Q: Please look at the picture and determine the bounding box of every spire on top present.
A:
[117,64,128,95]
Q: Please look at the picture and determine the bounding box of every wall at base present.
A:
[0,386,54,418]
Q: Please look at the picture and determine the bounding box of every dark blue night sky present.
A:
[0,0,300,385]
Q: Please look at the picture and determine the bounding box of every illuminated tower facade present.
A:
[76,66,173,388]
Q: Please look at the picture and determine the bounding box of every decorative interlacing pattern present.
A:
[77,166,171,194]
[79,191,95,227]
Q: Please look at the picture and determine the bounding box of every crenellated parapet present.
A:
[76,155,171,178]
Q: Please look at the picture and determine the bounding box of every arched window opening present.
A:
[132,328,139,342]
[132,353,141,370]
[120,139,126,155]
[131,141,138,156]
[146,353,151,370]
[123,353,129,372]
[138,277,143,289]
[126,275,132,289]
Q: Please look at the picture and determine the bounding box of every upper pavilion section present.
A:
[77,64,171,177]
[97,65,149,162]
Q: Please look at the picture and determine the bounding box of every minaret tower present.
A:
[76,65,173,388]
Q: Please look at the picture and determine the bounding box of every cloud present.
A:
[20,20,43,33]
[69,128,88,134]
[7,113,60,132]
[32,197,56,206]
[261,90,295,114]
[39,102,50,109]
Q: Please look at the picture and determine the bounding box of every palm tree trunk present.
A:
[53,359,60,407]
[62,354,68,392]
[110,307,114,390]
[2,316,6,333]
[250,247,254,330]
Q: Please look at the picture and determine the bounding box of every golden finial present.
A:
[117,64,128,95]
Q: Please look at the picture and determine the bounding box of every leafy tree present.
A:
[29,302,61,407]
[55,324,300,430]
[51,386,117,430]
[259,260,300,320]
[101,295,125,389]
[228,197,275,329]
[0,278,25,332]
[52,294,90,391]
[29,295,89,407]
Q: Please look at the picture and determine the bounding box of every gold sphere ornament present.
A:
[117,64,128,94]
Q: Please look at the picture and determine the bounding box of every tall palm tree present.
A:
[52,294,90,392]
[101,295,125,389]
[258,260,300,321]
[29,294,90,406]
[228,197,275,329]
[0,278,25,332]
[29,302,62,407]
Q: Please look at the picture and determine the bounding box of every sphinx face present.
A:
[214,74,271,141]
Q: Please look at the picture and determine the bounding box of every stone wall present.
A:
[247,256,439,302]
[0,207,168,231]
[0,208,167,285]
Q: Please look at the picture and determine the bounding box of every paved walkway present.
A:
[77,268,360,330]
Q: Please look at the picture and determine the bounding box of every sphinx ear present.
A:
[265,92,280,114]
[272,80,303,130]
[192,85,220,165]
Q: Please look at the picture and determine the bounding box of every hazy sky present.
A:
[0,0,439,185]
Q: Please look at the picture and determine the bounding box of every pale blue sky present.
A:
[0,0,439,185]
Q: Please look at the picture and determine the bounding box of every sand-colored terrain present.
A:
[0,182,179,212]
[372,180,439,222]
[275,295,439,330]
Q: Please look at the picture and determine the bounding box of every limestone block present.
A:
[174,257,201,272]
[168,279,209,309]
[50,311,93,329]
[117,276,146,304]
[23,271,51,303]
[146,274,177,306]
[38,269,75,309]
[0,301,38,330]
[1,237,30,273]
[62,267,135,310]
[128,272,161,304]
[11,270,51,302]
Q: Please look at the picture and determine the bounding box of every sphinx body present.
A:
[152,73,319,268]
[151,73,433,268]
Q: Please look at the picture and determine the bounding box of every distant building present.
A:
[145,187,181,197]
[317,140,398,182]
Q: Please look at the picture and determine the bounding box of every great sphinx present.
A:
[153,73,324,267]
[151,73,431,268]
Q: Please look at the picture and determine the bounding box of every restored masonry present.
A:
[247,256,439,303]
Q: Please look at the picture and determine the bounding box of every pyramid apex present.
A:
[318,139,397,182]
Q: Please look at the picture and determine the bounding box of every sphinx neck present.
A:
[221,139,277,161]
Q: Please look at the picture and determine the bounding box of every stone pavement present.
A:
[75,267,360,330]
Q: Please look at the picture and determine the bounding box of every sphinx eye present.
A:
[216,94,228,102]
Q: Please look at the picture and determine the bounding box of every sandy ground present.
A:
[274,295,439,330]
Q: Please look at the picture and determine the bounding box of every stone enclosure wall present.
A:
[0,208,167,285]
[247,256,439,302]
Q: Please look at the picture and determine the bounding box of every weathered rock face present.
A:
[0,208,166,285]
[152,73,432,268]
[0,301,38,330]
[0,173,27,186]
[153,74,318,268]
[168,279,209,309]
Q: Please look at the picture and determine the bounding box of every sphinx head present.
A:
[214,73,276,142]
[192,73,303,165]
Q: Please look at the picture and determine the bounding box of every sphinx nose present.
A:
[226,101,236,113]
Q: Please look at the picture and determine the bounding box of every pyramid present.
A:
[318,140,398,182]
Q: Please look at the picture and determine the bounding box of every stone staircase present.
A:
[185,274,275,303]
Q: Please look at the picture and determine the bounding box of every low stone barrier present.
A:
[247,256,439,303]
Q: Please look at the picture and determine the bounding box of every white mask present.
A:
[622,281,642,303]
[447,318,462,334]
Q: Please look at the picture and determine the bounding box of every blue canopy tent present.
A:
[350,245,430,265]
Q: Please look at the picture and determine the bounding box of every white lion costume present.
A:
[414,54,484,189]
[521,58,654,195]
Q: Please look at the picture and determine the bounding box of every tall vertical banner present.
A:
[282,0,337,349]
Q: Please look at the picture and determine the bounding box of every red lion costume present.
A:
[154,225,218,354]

····················

> GOAL
Rewrite the listing from its opening line through the line containing "[76,155,171,178]", changing "crenellated parapet" to "castellated parapet" and keeping everything else the same.

> THE RESULT
Q: Please look at the picture and determine the bounding box of every spire on top present.
A:
[117,64,128,95]
Q: Please look at the picture and determine the bounding box of every wall at base present.
A:
[0,386,54,418]
Q: Please look at the picture and determine the bounding box of every dark blue night sky present.
A:
[0,0,300,385]
Q: Please look at the picture and determine the bounding box of every illuminated tower facade present.
A:
[76,66,173,388]
Q: Please look at the picture and determine the bounding box of every decorative interlacing pattern present.
A:
[77,166,171,194]
[79,191,95,227]
Q: Please look at the picture and determine the bounding box of every castellated parapet present.
A:
[76,155,171,178]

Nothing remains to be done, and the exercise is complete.